(DATA FOR PROCESSING Opens)
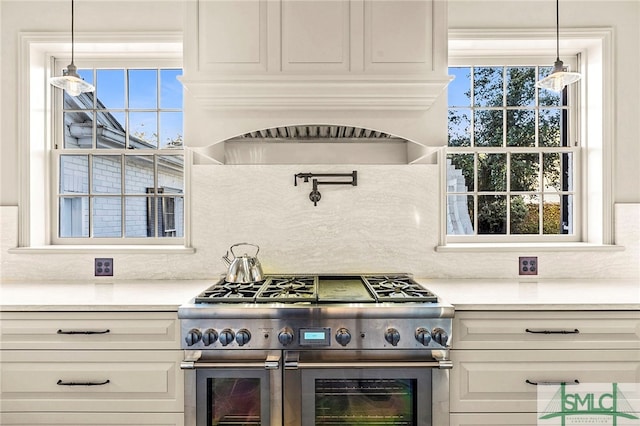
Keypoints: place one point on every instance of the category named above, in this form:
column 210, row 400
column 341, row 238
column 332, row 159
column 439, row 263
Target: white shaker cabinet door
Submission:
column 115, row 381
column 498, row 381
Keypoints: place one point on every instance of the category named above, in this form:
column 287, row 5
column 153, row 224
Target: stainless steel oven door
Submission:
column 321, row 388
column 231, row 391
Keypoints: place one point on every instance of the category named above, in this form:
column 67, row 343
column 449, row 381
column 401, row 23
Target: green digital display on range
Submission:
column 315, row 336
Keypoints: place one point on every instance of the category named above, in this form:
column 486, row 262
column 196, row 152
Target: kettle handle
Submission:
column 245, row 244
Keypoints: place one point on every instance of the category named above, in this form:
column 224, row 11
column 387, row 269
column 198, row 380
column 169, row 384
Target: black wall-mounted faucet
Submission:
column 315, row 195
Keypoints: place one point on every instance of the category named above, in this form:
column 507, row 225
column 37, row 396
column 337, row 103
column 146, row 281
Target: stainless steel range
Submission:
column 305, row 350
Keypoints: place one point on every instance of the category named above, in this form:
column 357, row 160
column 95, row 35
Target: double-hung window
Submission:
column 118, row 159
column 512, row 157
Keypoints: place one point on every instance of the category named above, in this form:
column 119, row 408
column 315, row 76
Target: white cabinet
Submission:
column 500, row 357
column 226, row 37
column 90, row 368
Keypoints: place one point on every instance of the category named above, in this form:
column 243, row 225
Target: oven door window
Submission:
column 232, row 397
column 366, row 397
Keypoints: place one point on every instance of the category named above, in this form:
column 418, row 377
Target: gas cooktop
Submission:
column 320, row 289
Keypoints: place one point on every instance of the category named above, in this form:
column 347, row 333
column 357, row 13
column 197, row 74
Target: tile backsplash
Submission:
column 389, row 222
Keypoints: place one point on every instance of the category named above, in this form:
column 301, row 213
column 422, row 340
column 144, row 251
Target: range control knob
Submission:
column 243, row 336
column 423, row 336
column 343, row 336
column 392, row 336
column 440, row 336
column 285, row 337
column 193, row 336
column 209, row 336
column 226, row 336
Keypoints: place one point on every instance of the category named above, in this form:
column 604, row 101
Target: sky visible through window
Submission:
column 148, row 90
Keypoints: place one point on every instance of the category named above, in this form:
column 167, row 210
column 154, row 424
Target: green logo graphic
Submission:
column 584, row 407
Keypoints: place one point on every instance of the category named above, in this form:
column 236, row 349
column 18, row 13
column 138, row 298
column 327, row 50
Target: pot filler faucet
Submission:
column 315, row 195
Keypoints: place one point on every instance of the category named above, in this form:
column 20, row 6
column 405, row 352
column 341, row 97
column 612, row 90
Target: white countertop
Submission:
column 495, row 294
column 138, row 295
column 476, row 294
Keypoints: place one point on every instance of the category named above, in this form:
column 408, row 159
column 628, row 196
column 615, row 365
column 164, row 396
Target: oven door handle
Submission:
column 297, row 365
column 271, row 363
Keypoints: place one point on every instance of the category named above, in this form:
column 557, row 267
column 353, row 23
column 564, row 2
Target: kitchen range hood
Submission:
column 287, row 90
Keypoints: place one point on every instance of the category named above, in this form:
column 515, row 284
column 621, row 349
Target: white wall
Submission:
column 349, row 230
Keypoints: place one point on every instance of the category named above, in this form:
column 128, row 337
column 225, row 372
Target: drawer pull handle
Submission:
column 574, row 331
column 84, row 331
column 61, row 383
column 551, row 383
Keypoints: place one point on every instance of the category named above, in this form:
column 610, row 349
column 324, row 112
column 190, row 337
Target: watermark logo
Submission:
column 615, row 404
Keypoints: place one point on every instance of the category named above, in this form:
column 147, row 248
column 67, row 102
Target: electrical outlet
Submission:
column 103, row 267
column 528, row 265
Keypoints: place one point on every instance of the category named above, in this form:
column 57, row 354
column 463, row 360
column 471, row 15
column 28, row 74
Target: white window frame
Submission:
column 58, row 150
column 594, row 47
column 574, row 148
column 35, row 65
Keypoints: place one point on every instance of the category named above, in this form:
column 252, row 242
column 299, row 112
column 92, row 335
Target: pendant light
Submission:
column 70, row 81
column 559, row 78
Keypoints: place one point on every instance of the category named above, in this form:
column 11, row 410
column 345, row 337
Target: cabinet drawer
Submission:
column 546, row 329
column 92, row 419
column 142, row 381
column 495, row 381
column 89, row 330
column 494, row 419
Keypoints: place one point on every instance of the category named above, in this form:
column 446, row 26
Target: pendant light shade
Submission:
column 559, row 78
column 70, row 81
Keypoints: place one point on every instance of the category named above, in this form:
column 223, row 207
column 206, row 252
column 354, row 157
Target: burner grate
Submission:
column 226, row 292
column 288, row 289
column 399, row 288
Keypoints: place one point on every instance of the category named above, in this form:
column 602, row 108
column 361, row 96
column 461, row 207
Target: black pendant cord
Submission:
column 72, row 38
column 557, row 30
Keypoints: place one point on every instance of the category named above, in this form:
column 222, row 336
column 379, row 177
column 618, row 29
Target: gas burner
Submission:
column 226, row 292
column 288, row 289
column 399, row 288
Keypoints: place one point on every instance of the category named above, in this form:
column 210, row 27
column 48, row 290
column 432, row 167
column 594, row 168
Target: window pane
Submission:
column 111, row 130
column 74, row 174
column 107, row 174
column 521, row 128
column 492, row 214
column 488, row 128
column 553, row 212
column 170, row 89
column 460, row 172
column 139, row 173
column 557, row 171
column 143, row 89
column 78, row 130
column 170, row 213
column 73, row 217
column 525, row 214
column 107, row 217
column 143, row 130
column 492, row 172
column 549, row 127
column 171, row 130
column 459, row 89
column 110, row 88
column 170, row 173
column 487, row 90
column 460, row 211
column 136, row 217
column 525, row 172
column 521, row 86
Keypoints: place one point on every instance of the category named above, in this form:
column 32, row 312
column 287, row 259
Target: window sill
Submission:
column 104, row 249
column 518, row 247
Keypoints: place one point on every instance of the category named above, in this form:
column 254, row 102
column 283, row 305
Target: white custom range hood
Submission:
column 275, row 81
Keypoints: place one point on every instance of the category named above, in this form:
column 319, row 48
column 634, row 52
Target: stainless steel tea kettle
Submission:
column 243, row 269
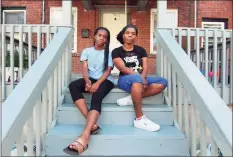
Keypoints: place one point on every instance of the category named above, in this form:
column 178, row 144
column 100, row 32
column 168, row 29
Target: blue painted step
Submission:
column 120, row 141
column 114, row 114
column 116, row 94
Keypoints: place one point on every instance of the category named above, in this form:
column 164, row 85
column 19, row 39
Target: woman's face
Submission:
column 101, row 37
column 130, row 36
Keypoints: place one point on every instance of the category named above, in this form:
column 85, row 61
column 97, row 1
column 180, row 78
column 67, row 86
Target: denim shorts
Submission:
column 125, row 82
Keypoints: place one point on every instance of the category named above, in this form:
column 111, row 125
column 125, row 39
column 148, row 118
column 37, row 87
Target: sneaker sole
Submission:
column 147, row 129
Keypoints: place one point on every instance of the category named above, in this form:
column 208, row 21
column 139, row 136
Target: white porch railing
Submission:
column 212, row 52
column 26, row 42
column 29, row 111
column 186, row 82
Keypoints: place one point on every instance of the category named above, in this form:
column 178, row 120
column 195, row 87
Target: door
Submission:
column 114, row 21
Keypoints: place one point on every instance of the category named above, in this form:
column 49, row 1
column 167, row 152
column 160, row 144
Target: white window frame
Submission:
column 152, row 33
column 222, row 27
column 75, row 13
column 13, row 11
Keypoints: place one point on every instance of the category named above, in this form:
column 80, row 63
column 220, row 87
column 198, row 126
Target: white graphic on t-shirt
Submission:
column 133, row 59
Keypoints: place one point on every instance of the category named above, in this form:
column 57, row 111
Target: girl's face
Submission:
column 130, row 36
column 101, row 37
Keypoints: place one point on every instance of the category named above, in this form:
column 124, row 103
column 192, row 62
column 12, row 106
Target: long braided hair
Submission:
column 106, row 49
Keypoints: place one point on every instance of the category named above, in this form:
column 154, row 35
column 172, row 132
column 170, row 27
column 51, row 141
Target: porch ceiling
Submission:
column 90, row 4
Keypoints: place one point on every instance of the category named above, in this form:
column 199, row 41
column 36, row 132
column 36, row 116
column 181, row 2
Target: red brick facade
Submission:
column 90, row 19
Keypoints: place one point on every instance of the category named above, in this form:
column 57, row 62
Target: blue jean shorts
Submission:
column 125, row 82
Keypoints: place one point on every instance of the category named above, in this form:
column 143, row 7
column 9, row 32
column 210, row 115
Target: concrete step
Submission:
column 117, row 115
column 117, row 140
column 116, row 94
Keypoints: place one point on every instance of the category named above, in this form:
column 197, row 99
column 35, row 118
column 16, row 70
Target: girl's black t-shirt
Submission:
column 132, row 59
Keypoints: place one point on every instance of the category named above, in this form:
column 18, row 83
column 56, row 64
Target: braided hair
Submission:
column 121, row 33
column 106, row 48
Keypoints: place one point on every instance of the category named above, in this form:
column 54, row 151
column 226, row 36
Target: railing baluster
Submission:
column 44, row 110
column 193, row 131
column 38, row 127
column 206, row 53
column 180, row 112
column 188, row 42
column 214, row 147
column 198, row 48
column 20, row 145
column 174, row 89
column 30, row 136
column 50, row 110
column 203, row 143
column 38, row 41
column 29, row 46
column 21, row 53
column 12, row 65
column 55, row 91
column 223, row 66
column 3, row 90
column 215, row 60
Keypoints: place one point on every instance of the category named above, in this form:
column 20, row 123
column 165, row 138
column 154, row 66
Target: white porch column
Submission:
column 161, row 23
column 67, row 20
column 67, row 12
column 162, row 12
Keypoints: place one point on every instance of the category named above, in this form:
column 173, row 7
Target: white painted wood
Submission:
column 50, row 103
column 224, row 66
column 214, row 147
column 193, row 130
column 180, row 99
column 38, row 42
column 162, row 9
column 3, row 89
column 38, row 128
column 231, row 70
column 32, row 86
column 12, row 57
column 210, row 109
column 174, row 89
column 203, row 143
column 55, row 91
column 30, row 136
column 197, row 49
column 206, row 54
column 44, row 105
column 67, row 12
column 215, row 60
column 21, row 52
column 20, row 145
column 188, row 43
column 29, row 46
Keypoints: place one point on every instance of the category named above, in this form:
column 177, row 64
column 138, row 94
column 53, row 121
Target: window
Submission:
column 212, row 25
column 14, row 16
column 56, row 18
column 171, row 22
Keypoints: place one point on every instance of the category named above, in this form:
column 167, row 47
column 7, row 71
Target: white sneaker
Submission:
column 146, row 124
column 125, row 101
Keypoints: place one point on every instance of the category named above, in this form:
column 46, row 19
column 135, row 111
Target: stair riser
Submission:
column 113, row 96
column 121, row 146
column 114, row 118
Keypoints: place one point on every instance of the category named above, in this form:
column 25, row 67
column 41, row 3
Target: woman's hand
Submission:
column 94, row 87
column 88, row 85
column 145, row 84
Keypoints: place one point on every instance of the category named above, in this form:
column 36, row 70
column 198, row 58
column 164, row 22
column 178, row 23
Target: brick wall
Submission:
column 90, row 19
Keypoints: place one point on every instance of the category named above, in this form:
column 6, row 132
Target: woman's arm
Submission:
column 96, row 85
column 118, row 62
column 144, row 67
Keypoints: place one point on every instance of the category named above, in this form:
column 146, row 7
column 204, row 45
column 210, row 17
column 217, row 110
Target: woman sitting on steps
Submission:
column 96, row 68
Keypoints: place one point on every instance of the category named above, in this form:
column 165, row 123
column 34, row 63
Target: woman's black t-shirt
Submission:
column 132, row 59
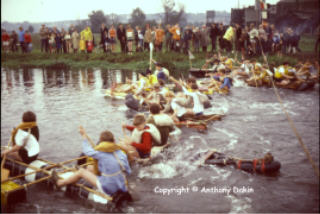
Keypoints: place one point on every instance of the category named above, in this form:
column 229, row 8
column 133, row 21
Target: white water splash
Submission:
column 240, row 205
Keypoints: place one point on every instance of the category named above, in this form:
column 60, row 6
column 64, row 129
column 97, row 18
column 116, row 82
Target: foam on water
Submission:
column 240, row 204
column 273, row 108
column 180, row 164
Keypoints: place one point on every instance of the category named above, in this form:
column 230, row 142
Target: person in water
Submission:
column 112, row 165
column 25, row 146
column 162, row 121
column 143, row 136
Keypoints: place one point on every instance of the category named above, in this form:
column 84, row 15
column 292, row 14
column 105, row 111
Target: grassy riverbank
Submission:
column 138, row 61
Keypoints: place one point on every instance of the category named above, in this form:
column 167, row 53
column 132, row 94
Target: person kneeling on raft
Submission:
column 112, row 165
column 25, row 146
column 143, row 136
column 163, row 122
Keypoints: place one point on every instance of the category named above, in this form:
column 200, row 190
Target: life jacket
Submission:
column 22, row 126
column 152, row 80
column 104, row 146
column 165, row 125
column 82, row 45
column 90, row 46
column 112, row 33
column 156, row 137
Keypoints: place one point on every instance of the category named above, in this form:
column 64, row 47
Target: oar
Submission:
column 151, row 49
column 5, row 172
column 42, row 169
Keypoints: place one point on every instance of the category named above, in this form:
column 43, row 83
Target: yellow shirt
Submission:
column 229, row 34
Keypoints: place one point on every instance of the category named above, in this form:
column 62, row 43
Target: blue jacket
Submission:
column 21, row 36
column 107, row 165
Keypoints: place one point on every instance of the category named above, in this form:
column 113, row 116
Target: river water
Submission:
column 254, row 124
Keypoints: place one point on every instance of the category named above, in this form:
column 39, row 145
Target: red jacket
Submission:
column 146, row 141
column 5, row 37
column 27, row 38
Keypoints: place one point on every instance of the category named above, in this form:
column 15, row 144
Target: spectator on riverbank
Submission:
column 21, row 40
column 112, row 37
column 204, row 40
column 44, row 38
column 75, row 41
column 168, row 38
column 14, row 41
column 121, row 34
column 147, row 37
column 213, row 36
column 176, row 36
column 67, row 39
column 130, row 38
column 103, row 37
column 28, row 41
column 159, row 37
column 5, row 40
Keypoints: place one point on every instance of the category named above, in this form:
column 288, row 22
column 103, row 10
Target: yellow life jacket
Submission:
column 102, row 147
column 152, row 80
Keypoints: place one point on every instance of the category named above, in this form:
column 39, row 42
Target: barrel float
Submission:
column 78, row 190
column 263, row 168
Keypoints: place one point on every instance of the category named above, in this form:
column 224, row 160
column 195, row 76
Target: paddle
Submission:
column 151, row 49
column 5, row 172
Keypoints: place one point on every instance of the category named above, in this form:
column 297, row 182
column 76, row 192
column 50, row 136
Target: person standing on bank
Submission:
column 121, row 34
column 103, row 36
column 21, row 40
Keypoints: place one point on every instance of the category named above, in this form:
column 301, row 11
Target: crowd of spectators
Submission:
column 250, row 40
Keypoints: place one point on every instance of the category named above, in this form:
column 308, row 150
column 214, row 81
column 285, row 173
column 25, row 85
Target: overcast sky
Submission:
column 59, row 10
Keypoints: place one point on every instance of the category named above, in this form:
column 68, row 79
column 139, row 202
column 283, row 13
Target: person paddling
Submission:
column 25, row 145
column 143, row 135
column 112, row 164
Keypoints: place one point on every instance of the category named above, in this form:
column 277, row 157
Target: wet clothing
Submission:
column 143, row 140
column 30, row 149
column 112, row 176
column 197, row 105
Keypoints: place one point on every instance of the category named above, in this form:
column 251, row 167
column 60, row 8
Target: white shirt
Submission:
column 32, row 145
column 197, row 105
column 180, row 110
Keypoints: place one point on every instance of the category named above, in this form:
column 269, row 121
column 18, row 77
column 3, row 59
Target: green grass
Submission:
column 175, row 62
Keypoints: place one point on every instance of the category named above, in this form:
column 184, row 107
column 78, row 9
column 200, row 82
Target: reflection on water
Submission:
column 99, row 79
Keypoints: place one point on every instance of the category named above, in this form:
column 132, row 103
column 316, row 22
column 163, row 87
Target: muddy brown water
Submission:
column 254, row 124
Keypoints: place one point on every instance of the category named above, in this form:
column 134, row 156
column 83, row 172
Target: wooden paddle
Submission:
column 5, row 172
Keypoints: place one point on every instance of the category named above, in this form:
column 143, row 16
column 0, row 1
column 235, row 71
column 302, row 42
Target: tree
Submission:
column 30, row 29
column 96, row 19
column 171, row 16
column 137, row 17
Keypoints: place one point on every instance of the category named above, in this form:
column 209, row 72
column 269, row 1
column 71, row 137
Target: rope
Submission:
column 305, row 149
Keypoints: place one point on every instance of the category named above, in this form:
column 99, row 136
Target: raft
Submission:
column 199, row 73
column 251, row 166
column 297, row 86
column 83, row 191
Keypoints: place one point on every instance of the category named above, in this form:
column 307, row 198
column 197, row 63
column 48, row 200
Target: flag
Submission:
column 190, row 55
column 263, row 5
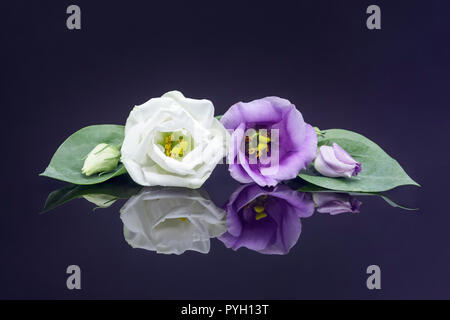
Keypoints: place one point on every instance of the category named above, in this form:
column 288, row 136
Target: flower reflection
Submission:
(DATA FOR PROCESSING Closes)
The response should hold only an exact retyping of the lines from the beginning of the data through the line containing "column 153, row 224", both ends kept, pictures omitted.

Keypoints: place one point on every instance of the category named above, in this form:
column 210, row 400
column 341, row 238
column 332, row 159
column 439, row 263
Target: white shaker cabinet door
Submission:
column 115, row 381
column 498, row 381
Keypoints: place one point on every instance of the category named above, in this form:
column 287, row 5
column 153, row 224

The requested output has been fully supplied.